_Work required:_
Copy out all of the data below word for word, leaving out the picture.

_Input rows:_
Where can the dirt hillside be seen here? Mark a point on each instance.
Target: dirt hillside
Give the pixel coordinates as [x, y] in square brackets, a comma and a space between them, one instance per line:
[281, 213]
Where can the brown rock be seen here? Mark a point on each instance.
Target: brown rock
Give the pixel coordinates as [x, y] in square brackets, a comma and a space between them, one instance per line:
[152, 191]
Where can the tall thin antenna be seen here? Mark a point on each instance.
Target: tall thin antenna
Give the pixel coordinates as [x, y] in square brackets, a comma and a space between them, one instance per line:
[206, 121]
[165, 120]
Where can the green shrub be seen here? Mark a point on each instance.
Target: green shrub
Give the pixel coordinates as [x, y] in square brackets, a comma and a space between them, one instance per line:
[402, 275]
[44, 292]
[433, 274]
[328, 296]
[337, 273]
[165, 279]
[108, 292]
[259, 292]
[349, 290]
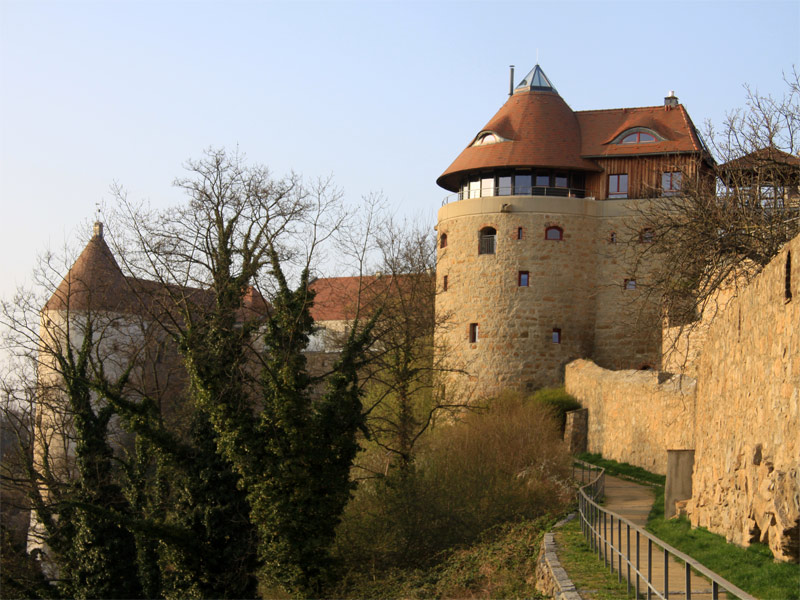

_Written answer:_
Where can the dirt hillside be seen here? Mark a point on each instance.
Target: dirt hillside
Give the pixel coordinates as [x, y] in square brackets, a comma and a space between them, one instance per line:
[281, 213]
Where can the brown rock be seen here? Mark a point on each instance.
Target: brown rock
Give the pixel coordinates as [x, y] in square brackets, a comma and a space between them, one instance per line:
[152, 191]
Where can the tall thin antenna be seen here? Mark a point on each instance.
Target: tall thin antenna
Give the pixel coordinates as [x, y] in square brackets, a comma and a space between them, one instance per line:
[206, 121]
[165, 120]
Where can the green shrub be seen here? Mark a point on each instance.
Target: green shrub
Give the pixel coordinates as [x, y] in square brackets, a comma and a space between them, one instance per line:
[402, 275]
[44, 292]
[433, 274]
[328, 296]
[337, 273]
[165, 279]
[108, 292]
[259, 292]
[349, 290]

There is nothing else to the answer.